- **PROBLEM TO WORK ON**
Return the records exactly as they are.

- **SOURCE DATA**

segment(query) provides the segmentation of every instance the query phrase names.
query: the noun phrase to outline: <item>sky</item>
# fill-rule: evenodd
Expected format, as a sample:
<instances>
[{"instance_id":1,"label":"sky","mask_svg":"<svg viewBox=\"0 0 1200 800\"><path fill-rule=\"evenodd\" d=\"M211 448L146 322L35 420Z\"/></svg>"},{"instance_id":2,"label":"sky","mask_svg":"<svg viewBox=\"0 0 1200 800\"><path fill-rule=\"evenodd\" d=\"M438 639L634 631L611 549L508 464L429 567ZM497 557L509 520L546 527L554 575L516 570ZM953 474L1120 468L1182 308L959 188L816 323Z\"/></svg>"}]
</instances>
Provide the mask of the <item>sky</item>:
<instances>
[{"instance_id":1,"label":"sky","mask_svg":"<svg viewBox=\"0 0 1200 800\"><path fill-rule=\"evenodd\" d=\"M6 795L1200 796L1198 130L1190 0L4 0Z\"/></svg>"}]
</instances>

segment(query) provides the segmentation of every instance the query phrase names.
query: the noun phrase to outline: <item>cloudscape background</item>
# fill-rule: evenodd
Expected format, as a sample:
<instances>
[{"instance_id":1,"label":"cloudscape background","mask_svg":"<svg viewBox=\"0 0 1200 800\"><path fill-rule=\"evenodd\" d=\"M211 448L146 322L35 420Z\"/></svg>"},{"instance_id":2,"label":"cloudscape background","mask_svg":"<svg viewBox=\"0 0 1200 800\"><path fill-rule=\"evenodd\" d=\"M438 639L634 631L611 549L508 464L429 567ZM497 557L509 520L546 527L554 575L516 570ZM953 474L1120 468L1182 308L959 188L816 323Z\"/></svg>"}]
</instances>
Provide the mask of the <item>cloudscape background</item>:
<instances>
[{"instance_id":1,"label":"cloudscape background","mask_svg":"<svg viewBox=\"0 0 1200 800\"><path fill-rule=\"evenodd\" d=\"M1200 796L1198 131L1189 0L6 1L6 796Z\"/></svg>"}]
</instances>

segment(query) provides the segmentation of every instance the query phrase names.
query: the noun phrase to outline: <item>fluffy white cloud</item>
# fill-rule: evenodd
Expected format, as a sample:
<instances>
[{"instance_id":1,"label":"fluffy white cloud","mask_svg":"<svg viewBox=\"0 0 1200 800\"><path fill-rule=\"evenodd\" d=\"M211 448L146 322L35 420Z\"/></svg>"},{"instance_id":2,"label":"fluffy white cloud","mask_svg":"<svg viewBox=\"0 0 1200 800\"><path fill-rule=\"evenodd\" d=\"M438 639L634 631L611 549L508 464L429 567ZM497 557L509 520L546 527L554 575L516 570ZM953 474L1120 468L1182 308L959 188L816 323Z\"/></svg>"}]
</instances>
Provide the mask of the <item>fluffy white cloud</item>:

- **EXERCISE ANSWER**
segment(query) provides the segmentation of every instance the query phrase names.
query: the noun phrase to outline: <item>sky</item>
# fill-rule: evenodd
Expected format, as a sample:
<instances>
[{"instance_id":1,"label":"sky","mask_svg":"<svg viewBox=\"0 0 1200 800\"><path fill-rule=\"evenodd\" d=\"M211 448L146 322L35 420Z\"/></svg>"},{"instance_id":2,"label":"sky","mask_svg":"<svg viewBox=\"0 0 1200 800\"><path fill-rule=\"evenodd\" d=\"M438 639L634 631L611 549L508 464L429 567ZM497 557L509 520L546 527L554 575L516 570ZM953 474L1120 468L1182 308L959 188L816 323Z\"/></svg>"}]
</instances>
Provide the mask of the <item>sky</item>:
<instances>
[{"instance_id":1,"label":"sky","mask_svg":"<svg viewBox=\"0 0 1200 800\"><path fill-rule=\"evenodd\" d=\"M6 795L1200 796L1198 130L1190 0L4 0Z\"/></svg>"}]
</instances>

segment(query) provides the segmentation of every instance the query phrase names.
query: the noun phrase to outline: <item>cloudscape background</item>
# fill-rule: evenodd
Expected format, as a sample:
<instances>
[{"instance_id":1,"label":"cloudscape background","mask_svg":"<svg viewBox=\"0 0 1200 800\"><path fill-rule=\"evenodd\" d=\"M211 448L146 322L35 420Z\"/></svg>"},{"instance_id":2,"label":"cloudscape background","mask_svg":"<svg viewBox=\"0 0 1200 800\"><path fill-rule=\"evenodd\" d=\"M438 639L634 631L611 549L508 464L429 567ZM497 557L509 520L546 527L554 575L516 570ZM953 474L1120 468L1182 308L959 188L816 323Z\"/></svg>"}]
</instances>
Provide the mask of the <item>cloudscape background</item>:
<instances>
[{"instance_id":1,"label":"cloudscape background","mask_svg":"<svg viewBox=\"0 0 1200 800\"><path fill-rule=\"evenodd\" d=\"M1200 796L1198 131L1189 0L6 1L6 796Z\"/></svg>"}]
</instances>

segment(query) provides the segmentation of every instance the query phrase names.
query: the noun phrase to outline: <item>fluffy white cloud</item>
# fill-rule: evenodd
Expected format, as a sample:
<instances>
[{"instance_id":1,"label":"fluffy white cloud","mask_svg":"<svg viewBox=\"0 0 1200 800\"><path fill-rule=\"evenodd\" d=\"M211 448L146 322L35 420Z\"/></svg>"},{"instance_id":2,"label":"fluffy white cloud","mask_svg":"<svg viewBox=\"0 0 1200 800\"><path fill-rule=\"evenodd\" d=\"M438 639L634 631L611 549L508 464L429 567ZM497 557L509 520L546 527L554 575L516 570ZM953 474L1120 468L1182 308L959 188L816 323Z\"/></svg>"}]
</instances>
Provide the mask of the <item>fluffy white cloud</item>:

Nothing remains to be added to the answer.